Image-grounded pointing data
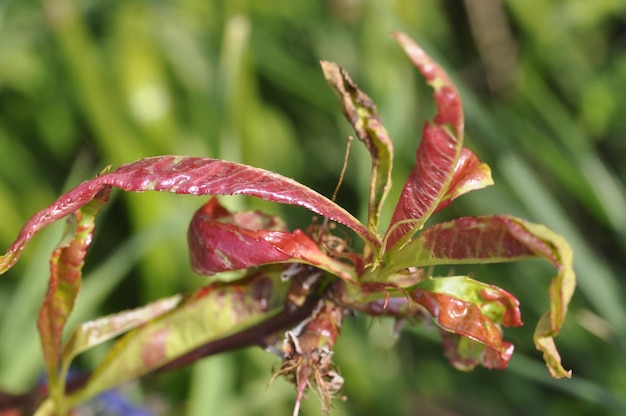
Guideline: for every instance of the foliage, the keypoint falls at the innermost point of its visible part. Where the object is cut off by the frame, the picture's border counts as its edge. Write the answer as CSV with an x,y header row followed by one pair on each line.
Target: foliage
x,y
325,277
551,137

Assignment
Exact copy, no pictures: return the entries word for word.

Solved exercise
Guideline: for every instance of the foliage, the keypoint falls at the innermost point of its visible part. Where the object is cut off by the frame, the picture's border counts as its edge. Write the answer as CSV with an x,y header row followed by one pair on each line.
Target: foliage
x,y
325,277
551,137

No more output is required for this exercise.